LIST OF TASKS:
a) In the traffic enforcement article, why does Marcos say that merit rather than political consideration should guide the appointment of traffic and law enforcement leaders? Answer in one to three sentences.
b) Carry on the article about Senator Marcos and road discipline in Metro Manila, starting right after its final sentence.

Thursday, December 17, 2015


     Consistent enforcement on roads discipline could go a long way to ease the traffic woes in Metro Manila, especially while projects to improve the country’s mass transport systems and road infrastructure have yet to be completed, Senator Ferdinand “Bongbong” R. Marcos, Jr. said.
   “You know that the situation has turned from bad to worse when a Catholic Cardinal, who normally devotes himself to spiritual concerns, has to call the government’s attention to address the daily traffic hell,” Marcos said.
     Marcos, chairman of the Senate Committee on Public Works, was referring to Manila Archbishop Luis Antonio Cardinal Tagle who urged the government to prioritize “putting order in the streets.”
      He lamented that while the Philippines has an existing light rail system that could help ease the traffic in the metropolis, it is plagued not only with serious safety and reliability issues, poor maintenance, and overcrowding but also allegations of corruption.
      “Construction of new roads and fixing the trains will take some time, but traffic congestion can at least be partly solved by consistently enforcing discipline on our roads,” said Marcos, who chairs the Senate Committee on Public Works.
       “Without consistent enforcement of road discipline, the traffic situation will not improve even if the traffic czar of the metropolis himself acts as a traffic enforcer,” he added.
 Marcos stressed that discipline should “come from the top” which is why it is important that merit and not political consideration should guide the appointment of leaders of traffic and law enforcement agencies.
      “Corrupt and erring lower-level officers cannot be corrected by superiors who are not above reproach. The next administration must ensure that discipline is the rule throughout every rank of law enforcement,” Marcos said.

(Collected data)
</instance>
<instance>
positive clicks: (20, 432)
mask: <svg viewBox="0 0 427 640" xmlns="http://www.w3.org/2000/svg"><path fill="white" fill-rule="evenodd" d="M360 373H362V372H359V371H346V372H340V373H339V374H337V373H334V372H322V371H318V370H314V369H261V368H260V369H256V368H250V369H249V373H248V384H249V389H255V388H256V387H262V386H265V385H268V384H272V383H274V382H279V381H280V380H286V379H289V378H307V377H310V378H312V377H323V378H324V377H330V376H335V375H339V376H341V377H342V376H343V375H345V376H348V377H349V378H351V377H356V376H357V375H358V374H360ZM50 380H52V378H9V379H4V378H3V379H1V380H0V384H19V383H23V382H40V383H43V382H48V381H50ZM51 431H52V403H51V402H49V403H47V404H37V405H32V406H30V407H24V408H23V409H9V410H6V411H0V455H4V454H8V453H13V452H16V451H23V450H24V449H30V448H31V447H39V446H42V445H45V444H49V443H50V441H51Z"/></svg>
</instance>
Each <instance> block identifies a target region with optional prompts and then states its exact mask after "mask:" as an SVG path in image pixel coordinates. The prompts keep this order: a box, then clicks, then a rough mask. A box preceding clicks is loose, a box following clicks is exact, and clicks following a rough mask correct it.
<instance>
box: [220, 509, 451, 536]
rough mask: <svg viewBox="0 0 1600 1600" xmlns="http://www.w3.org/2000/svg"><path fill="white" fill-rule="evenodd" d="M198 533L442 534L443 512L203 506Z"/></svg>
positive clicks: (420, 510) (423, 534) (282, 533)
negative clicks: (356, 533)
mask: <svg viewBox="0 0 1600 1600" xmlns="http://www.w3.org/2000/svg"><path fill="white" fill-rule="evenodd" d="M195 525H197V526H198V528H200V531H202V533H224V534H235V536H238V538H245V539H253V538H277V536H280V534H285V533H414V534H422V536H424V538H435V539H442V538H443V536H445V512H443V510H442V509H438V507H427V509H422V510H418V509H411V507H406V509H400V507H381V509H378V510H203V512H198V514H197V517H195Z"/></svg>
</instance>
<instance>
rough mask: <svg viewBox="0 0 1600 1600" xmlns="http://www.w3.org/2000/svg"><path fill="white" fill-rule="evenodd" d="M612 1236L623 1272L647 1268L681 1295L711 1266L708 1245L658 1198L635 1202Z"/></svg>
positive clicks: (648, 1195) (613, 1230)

RESPONSES PER TASK:
a) Marcos holds that discipline should "come from the top," and he argues that corrupt and erring lower-level officers cannot be corrected by superiors who are not above reproach. Leaders chosen on merit are therefore needed so that discipline is the rule throughout every rank of law enforcement.

b)
        Traffic congestion and an overworked public transit system have a serious negative impact on productivity and well-being of workers, as well as the profitability of businesses, according to Marcos.
       A study of the Japan International Cooperation Agency calculated the cost of traffic at P2.4 billion a day and could rise to P6 billion a day in 2030 if adequate intervention is not in place by that time.
      “The next administration should focus on expanding the transportation infrastructure, as well as providing better training and proper equipment to law enforcement and for the orderly conduct of our transport system,” Marcos said.
       Almost everyday, thousands missed their flights as monstrous traffic jams were reported on most major roads in Metro Manila especially along EDSA, Airport Road and Sucat Road – vital arteries leading to the Ninoy Aquino International Airport.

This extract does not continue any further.